What you will do: Update the records starting at the line containing "Spot the blurred" and ending at the end of the records, changing "background" to "backdrop" and leaving everything else unchanged. Give only those lines.

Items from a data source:
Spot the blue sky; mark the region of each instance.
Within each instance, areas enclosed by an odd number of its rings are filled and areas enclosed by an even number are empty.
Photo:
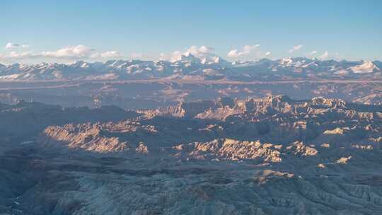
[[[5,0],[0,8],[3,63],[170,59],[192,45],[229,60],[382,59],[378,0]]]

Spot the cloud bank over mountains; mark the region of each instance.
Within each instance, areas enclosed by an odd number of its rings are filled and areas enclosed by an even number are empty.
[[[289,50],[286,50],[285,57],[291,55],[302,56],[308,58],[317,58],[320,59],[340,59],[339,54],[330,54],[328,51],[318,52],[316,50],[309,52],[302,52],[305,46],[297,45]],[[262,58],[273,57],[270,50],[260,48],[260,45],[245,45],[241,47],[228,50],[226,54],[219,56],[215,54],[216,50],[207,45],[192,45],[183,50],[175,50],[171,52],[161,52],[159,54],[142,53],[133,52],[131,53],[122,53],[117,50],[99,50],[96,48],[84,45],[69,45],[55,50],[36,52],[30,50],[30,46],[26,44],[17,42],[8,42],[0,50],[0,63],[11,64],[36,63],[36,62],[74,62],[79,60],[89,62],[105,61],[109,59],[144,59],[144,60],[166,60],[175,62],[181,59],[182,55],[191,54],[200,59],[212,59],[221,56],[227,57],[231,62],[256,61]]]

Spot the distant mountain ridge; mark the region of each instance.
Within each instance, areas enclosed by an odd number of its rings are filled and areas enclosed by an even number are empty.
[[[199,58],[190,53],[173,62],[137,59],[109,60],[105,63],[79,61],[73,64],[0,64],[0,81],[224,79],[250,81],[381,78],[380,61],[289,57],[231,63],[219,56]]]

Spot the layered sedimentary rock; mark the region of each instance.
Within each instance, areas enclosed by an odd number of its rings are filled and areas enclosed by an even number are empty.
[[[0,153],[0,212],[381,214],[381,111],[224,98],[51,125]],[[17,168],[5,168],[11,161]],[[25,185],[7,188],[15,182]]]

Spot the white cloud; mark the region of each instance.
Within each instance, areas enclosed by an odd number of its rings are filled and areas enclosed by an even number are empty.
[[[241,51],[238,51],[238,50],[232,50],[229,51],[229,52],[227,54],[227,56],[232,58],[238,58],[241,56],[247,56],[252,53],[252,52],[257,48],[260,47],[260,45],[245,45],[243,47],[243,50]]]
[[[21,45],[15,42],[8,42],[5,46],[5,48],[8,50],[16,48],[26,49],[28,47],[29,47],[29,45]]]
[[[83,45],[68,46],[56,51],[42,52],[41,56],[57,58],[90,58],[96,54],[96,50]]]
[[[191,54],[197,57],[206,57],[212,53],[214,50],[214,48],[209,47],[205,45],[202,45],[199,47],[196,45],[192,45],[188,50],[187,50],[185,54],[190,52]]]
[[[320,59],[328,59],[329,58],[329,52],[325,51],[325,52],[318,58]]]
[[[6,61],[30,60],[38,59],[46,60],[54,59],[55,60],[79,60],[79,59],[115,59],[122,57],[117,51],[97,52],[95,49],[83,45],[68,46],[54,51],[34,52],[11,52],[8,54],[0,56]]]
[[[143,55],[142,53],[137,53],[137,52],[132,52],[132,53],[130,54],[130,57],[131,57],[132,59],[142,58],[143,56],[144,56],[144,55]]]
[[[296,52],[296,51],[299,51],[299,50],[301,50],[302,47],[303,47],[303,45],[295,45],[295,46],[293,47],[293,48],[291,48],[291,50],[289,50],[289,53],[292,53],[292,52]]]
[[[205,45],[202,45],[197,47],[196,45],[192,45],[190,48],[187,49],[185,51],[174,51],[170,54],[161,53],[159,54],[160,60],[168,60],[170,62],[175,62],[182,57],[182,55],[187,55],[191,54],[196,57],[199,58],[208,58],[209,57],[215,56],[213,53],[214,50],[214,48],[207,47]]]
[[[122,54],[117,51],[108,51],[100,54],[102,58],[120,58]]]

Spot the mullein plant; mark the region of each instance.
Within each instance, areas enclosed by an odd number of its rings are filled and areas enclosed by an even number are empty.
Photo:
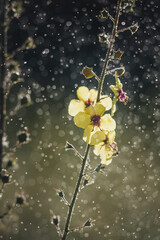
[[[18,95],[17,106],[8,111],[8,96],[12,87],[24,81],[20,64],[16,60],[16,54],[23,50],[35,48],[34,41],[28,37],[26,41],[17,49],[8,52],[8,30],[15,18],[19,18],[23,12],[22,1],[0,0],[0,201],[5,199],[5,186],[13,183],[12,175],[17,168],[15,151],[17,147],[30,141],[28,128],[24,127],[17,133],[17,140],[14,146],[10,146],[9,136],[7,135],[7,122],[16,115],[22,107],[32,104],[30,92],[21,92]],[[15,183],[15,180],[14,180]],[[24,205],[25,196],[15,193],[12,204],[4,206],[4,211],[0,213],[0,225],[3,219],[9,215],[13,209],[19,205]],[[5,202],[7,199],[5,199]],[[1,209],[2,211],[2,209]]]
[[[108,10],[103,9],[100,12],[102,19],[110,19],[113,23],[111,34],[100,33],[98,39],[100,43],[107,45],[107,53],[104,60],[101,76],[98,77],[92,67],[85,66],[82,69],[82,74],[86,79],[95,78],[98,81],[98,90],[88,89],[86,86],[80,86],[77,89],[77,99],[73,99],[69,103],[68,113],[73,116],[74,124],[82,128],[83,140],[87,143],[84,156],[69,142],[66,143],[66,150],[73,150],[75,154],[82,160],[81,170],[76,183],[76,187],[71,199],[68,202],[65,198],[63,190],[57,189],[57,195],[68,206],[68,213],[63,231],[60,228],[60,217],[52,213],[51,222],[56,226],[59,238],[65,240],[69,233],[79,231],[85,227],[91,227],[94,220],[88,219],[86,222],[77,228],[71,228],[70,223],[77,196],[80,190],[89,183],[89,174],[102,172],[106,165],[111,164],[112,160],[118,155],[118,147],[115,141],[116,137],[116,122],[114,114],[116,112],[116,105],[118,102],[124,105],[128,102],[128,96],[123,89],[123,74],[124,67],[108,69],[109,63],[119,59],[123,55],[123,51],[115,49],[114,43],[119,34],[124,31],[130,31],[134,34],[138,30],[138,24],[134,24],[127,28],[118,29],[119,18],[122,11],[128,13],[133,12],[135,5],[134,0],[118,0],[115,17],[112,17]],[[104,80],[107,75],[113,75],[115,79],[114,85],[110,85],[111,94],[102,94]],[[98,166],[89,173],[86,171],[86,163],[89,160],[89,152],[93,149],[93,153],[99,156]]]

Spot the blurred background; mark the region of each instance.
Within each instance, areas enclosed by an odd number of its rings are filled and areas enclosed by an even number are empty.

Reply:
Spot the blurred backdrop; mark the region of each instance.
Within each instance, areas enclosed by an odd number of its rings are filled and areas enclosed by an even number are empty.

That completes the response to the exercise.